• _What you have to do_: Retype the material in full, keeping every word the same.

• _Records for processing_:
· · ·

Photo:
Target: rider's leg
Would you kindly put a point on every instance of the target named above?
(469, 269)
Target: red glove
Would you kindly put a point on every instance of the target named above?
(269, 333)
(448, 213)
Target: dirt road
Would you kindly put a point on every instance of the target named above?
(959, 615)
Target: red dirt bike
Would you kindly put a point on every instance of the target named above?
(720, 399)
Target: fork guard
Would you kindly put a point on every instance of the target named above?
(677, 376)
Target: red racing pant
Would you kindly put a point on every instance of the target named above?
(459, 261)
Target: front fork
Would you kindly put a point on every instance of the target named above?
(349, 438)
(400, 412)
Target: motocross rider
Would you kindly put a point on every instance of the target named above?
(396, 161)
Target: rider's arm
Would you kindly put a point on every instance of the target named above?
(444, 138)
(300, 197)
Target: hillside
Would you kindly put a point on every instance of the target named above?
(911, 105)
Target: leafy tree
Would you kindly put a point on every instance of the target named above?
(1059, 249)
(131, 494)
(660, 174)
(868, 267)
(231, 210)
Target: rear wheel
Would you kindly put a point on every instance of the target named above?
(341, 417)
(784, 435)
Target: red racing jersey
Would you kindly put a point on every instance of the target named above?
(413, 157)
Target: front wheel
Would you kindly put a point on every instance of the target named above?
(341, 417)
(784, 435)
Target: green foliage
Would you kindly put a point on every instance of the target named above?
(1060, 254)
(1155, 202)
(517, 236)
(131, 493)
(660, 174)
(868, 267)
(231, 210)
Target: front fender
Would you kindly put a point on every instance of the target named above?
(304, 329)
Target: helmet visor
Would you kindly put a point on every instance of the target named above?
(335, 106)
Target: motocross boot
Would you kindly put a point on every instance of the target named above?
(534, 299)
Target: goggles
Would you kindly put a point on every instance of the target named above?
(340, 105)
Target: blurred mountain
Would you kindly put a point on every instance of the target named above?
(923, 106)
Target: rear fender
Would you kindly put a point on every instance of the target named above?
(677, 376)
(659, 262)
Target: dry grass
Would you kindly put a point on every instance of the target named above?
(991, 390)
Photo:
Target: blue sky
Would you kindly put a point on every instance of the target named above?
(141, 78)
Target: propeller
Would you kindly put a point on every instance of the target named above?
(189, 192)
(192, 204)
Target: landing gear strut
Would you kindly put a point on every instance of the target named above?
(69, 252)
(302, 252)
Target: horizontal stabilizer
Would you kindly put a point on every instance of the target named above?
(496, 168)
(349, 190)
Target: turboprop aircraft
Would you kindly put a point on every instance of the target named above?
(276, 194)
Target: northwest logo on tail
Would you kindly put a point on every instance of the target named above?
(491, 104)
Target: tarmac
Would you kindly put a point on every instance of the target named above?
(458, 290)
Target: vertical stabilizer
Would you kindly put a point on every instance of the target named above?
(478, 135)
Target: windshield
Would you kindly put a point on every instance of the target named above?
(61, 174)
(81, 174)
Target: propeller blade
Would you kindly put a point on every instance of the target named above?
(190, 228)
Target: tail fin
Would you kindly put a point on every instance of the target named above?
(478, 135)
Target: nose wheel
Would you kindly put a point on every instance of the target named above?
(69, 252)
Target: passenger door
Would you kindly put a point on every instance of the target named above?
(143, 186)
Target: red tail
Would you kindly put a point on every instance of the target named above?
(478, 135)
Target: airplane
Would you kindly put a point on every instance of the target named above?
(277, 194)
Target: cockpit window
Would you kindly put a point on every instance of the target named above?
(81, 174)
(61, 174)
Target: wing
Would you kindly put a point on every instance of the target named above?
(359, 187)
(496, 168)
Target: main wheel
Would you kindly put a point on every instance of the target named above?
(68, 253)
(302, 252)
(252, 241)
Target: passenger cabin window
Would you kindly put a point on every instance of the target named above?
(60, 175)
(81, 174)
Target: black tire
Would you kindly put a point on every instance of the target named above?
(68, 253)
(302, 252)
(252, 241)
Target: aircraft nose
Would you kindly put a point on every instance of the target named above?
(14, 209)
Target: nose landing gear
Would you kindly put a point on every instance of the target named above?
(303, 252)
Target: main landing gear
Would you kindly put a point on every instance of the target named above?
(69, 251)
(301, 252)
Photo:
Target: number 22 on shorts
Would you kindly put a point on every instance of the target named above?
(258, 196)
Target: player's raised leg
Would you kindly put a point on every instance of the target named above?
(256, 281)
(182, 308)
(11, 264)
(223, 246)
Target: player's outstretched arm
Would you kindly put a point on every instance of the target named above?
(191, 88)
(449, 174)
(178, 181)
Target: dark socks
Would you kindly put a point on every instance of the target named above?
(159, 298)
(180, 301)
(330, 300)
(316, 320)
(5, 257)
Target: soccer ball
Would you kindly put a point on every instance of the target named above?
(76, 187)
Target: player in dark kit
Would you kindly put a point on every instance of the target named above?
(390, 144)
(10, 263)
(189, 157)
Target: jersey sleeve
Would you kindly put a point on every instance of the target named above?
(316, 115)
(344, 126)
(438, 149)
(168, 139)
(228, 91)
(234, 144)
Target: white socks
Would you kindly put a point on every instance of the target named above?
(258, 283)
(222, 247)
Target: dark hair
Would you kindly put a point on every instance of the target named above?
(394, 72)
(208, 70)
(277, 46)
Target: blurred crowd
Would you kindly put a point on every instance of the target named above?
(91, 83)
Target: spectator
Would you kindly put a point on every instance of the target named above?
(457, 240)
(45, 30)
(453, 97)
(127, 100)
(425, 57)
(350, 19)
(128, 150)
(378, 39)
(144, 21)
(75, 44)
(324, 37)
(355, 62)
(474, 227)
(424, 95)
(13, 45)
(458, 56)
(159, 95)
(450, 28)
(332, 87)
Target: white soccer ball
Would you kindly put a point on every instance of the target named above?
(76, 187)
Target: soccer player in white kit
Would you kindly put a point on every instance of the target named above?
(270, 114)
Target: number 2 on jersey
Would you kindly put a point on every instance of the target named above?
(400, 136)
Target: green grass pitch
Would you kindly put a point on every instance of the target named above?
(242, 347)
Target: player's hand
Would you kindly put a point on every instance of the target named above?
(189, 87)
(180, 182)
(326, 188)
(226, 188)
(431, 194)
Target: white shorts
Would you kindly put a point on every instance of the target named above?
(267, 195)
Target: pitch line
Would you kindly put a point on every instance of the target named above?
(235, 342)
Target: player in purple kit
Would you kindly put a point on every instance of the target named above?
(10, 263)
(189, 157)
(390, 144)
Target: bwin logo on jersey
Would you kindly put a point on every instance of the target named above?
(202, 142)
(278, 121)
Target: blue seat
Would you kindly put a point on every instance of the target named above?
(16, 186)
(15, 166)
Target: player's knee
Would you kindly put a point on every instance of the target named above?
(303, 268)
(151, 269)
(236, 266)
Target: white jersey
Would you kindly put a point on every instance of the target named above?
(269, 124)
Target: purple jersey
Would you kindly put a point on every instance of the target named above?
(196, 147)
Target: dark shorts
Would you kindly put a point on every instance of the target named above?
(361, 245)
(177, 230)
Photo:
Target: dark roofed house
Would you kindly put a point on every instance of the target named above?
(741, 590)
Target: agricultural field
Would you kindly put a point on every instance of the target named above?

· · ·

• _Answer for the task_:
Photo:
Target: rider's leg
Would you kindly put a point on every instance of the target named above?
(469, 269)
Target: red glove
Would you kindly put a point on every instance of the target named above?
(269, 333)
(448, 213)
Target: dirt road
Would you kindly put a point on every instance of the target named above?
(959, 615)
Target: red dirt bike
Would you kindly put a point on every instance of the target named above?
(720, 399)
Target: fork guard
Would you kindly put a point on every instance of the target named above?
(677, 376)
Target: red racing pant
Would you kindly put a point on every instance of the target named above?
(459, 261)
Target: front fork
Would you kindly put a point on every instance of the target named above?
(349, 438)
(400, 412)
Target: motocross rider
Would you kindly put a point on every instance of the target named above?
(396, 161)
Target: rider's arm
Would you kindly put a point on every instance of the target named above?
(444, 138)
(300, 197)
Target: hillside
Would you kindly put a point on every instance of the target named above?
(911, 105)
Target: leafy tree
Would you kindly put a point on every instance of the target named above?
(1059, 249)
(131, 494)
(660, 174)
(868, 267)
(231, 210)
Target: rear wheel
Would you kindly put a point on every instance of the target named above?
(341, 417)
(784, 435)
Target: red racing jersey
Would you kindly put a point on every instance of the target named above?
(413, 157)
Target: front wheel
Would you kindly put a point on every instance of the target named above?
(341, 417)
(784, 435)
Target: green foliage
Would you kindly put a point on every instance of the target named above?
(1060, 254)
(1155, 202)
(517, 236)
(131, 493)
(660, 174)
(868, 267)
(231, 210)
Target: front fender
Would you kindly put a point on every instance of the target named above?
(304, 329)
Target: helmet visor
Would you kindly put a point on every instance of the target named above?
(335, 106)
Target: motocross boot
Would you kindly put a point on every instance of the target named above?
(534, 299)
Target: goggles
Would you kindly put a point on every instance of the target named above?
(340, 105)
Target: blurred mountain
Would you kindly put a point on every instance of the target named above?
(923, 106)
Target: rear fender
Would you kindly put a point on every instance of the target named above?
(677, 376)
(659, 262)
Target: dry grass
Would you kindly put a point on every instance of the target named above?
(991, 390)
Photo:
Target: blue sky
Would you kindly put a point on every instance of the target named above?
(141, 78)
Target: propeller
Would you kindly put a point on every instance of the target named above?
(189, 192)
(192, 204)
Target: landing gear strut
Would you kindly put a point on every instance of the target named above?
(69, 252)
(302, 252)
Target: horizontal stabilizer
Would you kindly put a point on every instance of the target named above?
(496, 168)
(349, 190)
Target: turboprop aircraft
Would you kindly put a point on every instance of the target named above?
(276, 194)
Target: northwest logo on tail
Would you kindly put a point on every instance of the target named above?
(491, 104)
Target: tarmac
Would you kindly put a point on every instance of the target named above?
(458, 290)
Target: vertical stabilizer
Would you kindly put a point on every instance of the target named above?
(478, 135)
Target: windshield
Would you kindly put a point on every instance of the target named above?
(61, 174)
(81, 174)
Target: propeller blade
Would you kindly put a point on every instance of the target named above?
(190, 228)
Target: tail fin
Would you kindly put a point on every instance of the target named above?
(478, 135)
Target: nose wheel
Would you kindly put a point on every instance of the target named above?
(69, 252)
Target: passenger door
Would you kindly put a point on every instance of the target named above?
(143, 186)
Target: red tail
Would you kindly put a point on every instance of the target named above?
(478, 135)
Target: airplane
Would you kindly put a point on every instance of the target named above?
(277, 194)
Target: cockpit window
Would you kindly put a point on every instance of the target named above?
(81, 174)
(61, 174)
Target: wing
Would you kindly put a point on every instance of the target named above?
(359, 187)
(496, 168)
Target: main wheel
Would you kindly put a point on every instance of the target named above?
(68, 253)
(302, 252)
(252, 241)
Target: passenger cabin window
Would you kindly put a point on every instance of the target named above?
(60, 175)
(81, 174)
Target: black tire
Would you kindly put a point on every instance of the target named above?
(68, 253)
(302, 252)
(252, 241)
Target: aircraft nose
Would you kindly put a point on every instance of the target named above?
(14, 209)
Target: nose landing gear
Would you kindly put a point on every instance of the target named above?
(303, 252)
Target: main landing gear
Would you kindly put a point on every instance of the target named above?
(69, 251)
(301, 252)
Photo:
Target: number 22 on shorts
Would you kindly put a point on every instance of the target named above?
(258, 196)
Target: player's raised leg
Would you kindly put a point on every instance of the target named above?
(256, 281)
(182, 308)
(11, 264)
(223, 246)
Target: player's outstretched arm
Would you kindly put a point on every instance of the target named above?
(191, 88)
(449, 174)
(178, 181)
Target: dark socks
Would you kindly put a point on every instance of the target named above?
(159, 298)
(180, 301)
(330, 300)
(316, 320)
(5, 257)
Target: soccer ball
Would you kindly put a point on every instance of the target named above?
(76, 187)
Target: player in dark kit
Would you kindly put a point on every instance of the target named above?
(390, 144)
(10, 263)
(189, 157)
Target: jersey sleeve
Would you kindly put a point on every instance of the target named above?
(316, 115)
(344, 126)
(438, 149)
(168, 139)
(228, 91)
(234, 144)
Target: white socks
Would you kindly put a point on every instance of the target named above?
(258, 283)
(222, 247)
Target: dark hair
Would you kindly put a point on every instance of the target named above?
(394, 72)
(208, 70)
(277, 46)
Target: blurred crowd
Would you kindly put a point on every instance of the target named above?
(91, 83)
Target: spectator
Would you kindly put a point on every instance of the target named above?
(457, 240)
(45, 30)
(453, 97)
(127, 100)
(425, 57)
(350, 19)
(128, 150)
(378, 39)
(144, 21)
(75, 44)
(324, 37)
(355, 62)
(474, 227)
(424, 95)
(13, 45)
(458, 56)
(159, 95)
(450, 28)
(332, 87)
Target: white soccer ball
Would you kindly put a point on every instance of the target named above?
(76, 187)
Target: soccer player in white kit
Would you kindly put a point on every instance of the target named above?
(270, 114)
Target: number 2 on jersey
Would you kindly put a point on every instance of the target named above?
(400, 136)
Target: green grass pitch
Would you kindly put a point on every instance of the target named above?
(242, 347)
Target: player's hand
Would you kindly put a point on every instance of the target named above?
(189, 87)
(180, 182)
(326, 188)
(226, 188)
(431, 194)
Target: white shorts
Would you kindly put a point on every instance of the target named above?
(267, 195)
Target: pitch line
Would you kindly put a point on every instance of the target named above?
(235, 342)
Target: player in purple kit
Would you kindly put a point on every instance of the target named above?
(10, 263)
(189, 157)
(390, 144)
Target: bwin logo on jersey
Would you kindly put a point on every instance of the target named above?
(202, 142)
(278, 121)
Target: blue seat
Would you kindly put a point on every instance of the target named above?
(16, 186)
(15, 166)
Target: player's knee
Would you kindly put a point on every instance of the target named above?
(303, 268)
(151, 269)
(236, 266)
Target: white jersey
Would you kindly put a point on every instance of the target named above?
(269, 124)
Target: purple jersey
Would you kindly put a point on every instance of the target named above?
(196, 147)
Target: dark shorts
Would you kindly put a point on every instance of the target named above?
(361, 245)
(177, 230)
Photo:
Target: dark roofed house
Would you kindly put a point on every instance of the target named above?
(741, 590)
Target: agricultural field
Would you kindly put a point on every instance of the target named above?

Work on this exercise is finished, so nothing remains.